### TASK PROMPT
Return the data that follows exactly, with each line intact.

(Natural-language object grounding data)
★ ★ ★

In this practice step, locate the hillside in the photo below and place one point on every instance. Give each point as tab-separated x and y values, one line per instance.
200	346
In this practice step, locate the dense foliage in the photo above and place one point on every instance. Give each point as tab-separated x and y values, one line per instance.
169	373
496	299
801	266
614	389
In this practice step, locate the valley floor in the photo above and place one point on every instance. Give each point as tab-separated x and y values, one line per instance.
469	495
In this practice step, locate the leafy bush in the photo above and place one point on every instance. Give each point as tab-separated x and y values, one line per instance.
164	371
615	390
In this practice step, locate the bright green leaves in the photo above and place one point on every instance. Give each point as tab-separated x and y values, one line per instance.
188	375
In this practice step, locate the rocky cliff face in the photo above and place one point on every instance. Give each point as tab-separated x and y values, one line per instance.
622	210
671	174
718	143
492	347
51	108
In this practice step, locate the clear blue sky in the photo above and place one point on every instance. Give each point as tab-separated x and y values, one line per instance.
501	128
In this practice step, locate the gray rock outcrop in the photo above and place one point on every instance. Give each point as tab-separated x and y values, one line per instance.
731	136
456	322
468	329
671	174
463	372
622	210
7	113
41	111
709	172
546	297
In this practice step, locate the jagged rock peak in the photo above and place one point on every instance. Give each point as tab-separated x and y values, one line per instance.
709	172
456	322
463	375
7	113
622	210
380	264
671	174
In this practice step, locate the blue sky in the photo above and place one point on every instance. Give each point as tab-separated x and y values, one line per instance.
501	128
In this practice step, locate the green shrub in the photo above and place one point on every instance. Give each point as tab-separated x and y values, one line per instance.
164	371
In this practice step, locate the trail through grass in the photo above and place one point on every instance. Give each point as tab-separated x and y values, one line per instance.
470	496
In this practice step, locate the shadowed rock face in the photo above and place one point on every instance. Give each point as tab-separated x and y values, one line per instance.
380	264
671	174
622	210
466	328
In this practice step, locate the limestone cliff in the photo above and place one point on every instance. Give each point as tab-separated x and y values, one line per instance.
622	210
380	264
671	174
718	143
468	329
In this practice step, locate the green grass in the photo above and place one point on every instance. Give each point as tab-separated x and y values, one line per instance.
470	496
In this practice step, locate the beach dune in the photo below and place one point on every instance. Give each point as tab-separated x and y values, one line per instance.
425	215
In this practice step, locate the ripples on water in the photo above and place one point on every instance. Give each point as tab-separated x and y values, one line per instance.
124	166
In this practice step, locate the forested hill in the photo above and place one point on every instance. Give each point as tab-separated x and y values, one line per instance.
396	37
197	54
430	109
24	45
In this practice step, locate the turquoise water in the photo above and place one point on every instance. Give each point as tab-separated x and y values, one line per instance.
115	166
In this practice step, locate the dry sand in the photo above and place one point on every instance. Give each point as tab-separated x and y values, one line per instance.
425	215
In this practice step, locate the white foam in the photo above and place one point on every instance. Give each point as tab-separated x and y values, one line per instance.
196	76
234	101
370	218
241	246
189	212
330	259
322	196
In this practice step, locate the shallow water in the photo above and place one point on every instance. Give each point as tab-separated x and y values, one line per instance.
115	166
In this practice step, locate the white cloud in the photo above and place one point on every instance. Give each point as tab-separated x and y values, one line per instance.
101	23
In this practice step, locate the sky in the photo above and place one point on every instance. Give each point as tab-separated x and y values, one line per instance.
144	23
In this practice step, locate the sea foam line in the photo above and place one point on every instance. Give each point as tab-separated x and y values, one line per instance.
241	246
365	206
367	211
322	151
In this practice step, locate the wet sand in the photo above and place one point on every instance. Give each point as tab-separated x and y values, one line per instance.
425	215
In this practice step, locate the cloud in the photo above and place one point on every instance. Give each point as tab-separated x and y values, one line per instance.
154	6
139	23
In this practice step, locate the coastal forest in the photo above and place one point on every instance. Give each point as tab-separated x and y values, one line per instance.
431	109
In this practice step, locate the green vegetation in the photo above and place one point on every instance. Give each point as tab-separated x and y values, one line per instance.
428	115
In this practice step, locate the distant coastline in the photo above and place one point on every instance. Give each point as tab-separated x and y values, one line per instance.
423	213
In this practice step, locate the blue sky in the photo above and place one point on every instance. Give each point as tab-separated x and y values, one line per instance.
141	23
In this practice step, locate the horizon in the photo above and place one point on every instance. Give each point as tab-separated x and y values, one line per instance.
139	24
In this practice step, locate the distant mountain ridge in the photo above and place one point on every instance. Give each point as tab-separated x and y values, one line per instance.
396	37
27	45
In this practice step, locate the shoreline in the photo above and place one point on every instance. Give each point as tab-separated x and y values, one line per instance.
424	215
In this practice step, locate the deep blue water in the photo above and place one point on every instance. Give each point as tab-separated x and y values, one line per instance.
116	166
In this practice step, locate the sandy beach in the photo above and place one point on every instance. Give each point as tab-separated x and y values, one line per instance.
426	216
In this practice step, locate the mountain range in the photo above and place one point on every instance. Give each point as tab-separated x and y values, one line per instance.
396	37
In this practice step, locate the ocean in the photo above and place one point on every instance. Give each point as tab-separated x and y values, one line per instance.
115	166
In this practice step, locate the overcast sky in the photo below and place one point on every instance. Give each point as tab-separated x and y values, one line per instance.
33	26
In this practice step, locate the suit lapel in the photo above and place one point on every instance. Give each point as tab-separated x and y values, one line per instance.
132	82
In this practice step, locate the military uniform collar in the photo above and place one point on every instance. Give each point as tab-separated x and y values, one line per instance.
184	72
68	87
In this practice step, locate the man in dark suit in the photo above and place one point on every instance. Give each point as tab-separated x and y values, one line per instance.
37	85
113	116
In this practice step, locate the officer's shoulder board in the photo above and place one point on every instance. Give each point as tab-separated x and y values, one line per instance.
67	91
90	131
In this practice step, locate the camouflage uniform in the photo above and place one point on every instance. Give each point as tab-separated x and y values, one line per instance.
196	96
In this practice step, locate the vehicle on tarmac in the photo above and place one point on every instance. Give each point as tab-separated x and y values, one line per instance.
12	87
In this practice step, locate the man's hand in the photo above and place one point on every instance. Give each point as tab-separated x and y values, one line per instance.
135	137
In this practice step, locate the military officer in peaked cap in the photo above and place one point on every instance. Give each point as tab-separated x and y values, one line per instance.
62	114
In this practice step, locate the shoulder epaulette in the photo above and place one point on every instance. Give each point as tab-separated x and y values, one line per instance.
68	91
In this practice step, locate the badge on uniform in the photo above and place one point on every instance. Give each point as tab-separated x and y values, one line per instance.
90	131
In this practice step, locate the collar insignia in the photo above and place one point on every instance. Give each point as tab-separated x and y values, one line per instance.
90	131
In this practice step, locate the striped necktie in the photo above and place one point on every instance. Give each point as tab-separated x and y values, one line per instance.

★ ★ ★

### OUTPUT
In this practice step, locate the hillside in the photo below and place one point on every instance. Give each point as tab-separated x and y values, one line per instance.
200	346
In this practice step, locate the dense foliage in the photo above and place one point on every instance. Give each point as tab-separated x and y values, one line per instance.
169	373
496	299
801	266
614	389
In this practice step, locate the valley floor in the photo above and place one point on every instance. Give each point as tab-separated x and y values, one line per instance.
469	495
In this practice step, locate the leafy bush in the photo above and place one point on every instance. Give each point as tab-separated x and y values, one line per instance.
164	371
615	390
In this practice step, locate the bright green leaves in the photo above and place one point on every instance. Give each point as tab-separated x and y values, one line per instance.
188	375
In this practice step, locate the rocky cliff face in the photo above and place one point on every instance. Give each point as tab-separated x and y values, one line per instance.
622	210
671	174
718	143
492	347
51	108
In this practice step, locate the clear blue sky in the photo above and place one point on every instance. Give each point as tab-separated x and y values, one line per instance.
501	128
In this practice step, locate the gray rock outcrop in the photo above and place one point on every instance. Give each point as tab-separated x and y values, one line per instance.
731	136
456	322
468	329
671	174
463	372
622	210
7	113
41	111
709	172
546	297
In this practice step, locate the jagged rock peak in the photo above and place one point on every instance. Give each point as tab-separated x and y values, one line per instance.
709	172
456	322
463	375
7	113
622	210
380	264
671	174
In this practice step, locate the blue sky in the photo above and place one point on every instance. Give each point as tab-separated x and y values, one line per instance.
501	128
In this practice step, locate the green shrub in the photo above and place one point on every instance. Give each point as tab-separated x and y values, one line per instance.
164	371
In this practice step, locate the trail through grass in the photo above and place one point on every instance. Give each point as tab-separated x and y values, one line per instance.
470	496
In this practice step, locate the shadowed rock face in the photo above and place one point on every instance. Give each point as tab-separated x and y values, one line per instance.
380	264
671	174
622	210
466	328
In this practice step, locate the limestone cliff in the photo above and place one point on every instance. Give each point as tab-separated x and y values, one line per instance.
622	210
380	264
671	174
718	143
468	329
In this practice step, locate the green grass in the photo above and place one point on every instance. Give each point as tab-separated x and y values, one line per instance.
470	496
In this practice step, locate the beach dune in the photo below and place one point on every instance. Give each point as tab-separated x and y values, one line per instance.
425	215
In this practice step, locate the ripples on water in the photo above and place one point on every instance. Give each point as tab-separated x and y values, one line per instance.
124	166
In this practice step, locate the forested hill in the photo above and place one point on every instance. Give each point as tab-separated x and y values, one line per instance.
396	37
197	54
430	109
24	45
In this practice step, locate the turquoise water in the photo above and place one point on every instance. Give each point as tab-separated x and y values, one line per instance.
115	166
In this practice step, locate the dry sand in the photo above and place one point on every instance. Give each point as tab-separated x and y values, one line per instance.
425	215
In this practice step, locate the white foam in the photo above and place one point on every instance. Give each point as tab-separated x and y values, one line per instance.
196	76
234	101
370	218
241	246
189	212
330	259
322	196
In this practice step, locate the shallow water in the photo above and place one point on every instance. Give each point as tab-separated x and y values, one line per instance.
115	166
In this practice step, locate the white cloud in the photo above and place one point on every instance. Give each point as tab-separated x and y values, one line per instance.
101	23
In this practice step, locate the sky in the photo above and place one point on every instance. Give each point as tab-separated x and y values, one line per instance.
144	23
In this practice step, locate the sea foam line in the photo above and place one point on every instance. Give each point as tab-separated x and y values, one line per instance.
241	246
365	206
367	211
322	151
In this practice step, locate the wet sand in the photo above and place one point on every instance. Give each point as tab-separated x and y values, one line per instance.
425	215
In this practice step, locate the cloud in the photo above and place one point on every instance. Give each point as tab-separated x and y values, one line per instance.
154	6
139	23
In this practice step, locate the coastal forest in the photo above and place one point on every instance. Give each point as tab-separated x and y values, one line per instance.
431	109
In this practice step, locate the green vegetation in the photo above and place one point on every instance. Give each point as tab-separated x and y values, one line per instance.
428	115
In this practice step, locate the distant coastline in the photo above and place one point on every instance. Give each point as tab-separated x and y values, one line per instance.
423	213
In this practice step, locate the blue sky in the photo above and place one point on every instance. Give each point as tab-separated x and y values, one line per instance.
141	23
In this practice step, locate the horizon in the photo above and place one point on every instance. Give each point as tab-separated x and y values, one line per instance.
139	24
In this practice step, locate the distant mountain ridge in the photo above and place one point on every instance. Give each point as tab-separated x and y values, one line per instance.
396	37
27	45
In this practice step, locate the shoreline in the photo above and place one point on every instance. Give each point as tab-separated x and y values, one line per instance.
424	215
In this practice step, locate the deep blue water in the photo above and place one point on every instance. Give each point as tab-separated x and y values, one line per instance.
116	166
In this practice step, locate the sandy beach in the photo above and place one point on every instance. Give each point as tab-separated x and y values, one line per instance.
426	216
In this practice step, locate the mountain range in the photo above and place one point on every instance. Give each point as tab-separated x and y values, one line per instance.
396	37
In this practice step, locate the ocean in the photo above and place one point on every instance. Give each point as tab-separated x and y values, one line per instance.
115	166
In this practice step, locate the overcast sky in the photo below and place one point on every instance. Give each point as tab-separated x and y values, one line per instance.
33	26
In this practice step, locate the suit lapel in the photo above and place one point on every instance. Give each point as tab-separated x and y values, one line per instance.
132	82
In this practice step, locate the military uniform collar in the photo above and place one point on every instance. Give each point as tab-separated x and y values, one line per instance.
184	72
68	87
In this practice step, locate the man in dark suit in the photo above and place one point on every instance. Give each point as tab-separated x and y values, one line per instance.
37	85
113	116
In this practice step, locate the officer's shoulder board in the photo above and place one point on every instance. Give each point as tab-separated x and y values, one line per instance.
67	91
90	131
In this practice step, locate the camouflage uniform in the photo above and place one point on every instance. Give each point as tab-separated x and y values, one line per instance.
196	96
In this practice step, locate the vehicle on tarmac in the photo above and place one point on every instance. Give each point as tab-separated x and y values, one line per instance.
12	87
In this practice step, locate the man's hand in the photo above and place one point on every instance. Give each point as tab-separated x and y values, one line per instance.
135	137
In this practice step, locate the military officer in peaked cap in the photo above and place one point on every instance. Give each point as tab-separated x and y values, one line per instance.
62	114
In this practice step, locate the shoulder epaulette in the photo above and place one point on every instance. Give each point as tab-separated x and y values, one line per instance.
68	91
In this practice step, locate the badge on uniform in the photo above and place one point on every instance. Give each point as tab-separated x and y values, one line per instance.
90	131
In this practice step, locate the collar insignia in the photo above and place one point on every instance. Give each point as tab-separated x and y values, one line per instance.
90	131
In this practice step, locate the striped necktie in the photo above and place one point on every instance. Give each point as tab-separated x and y values, one line per instance.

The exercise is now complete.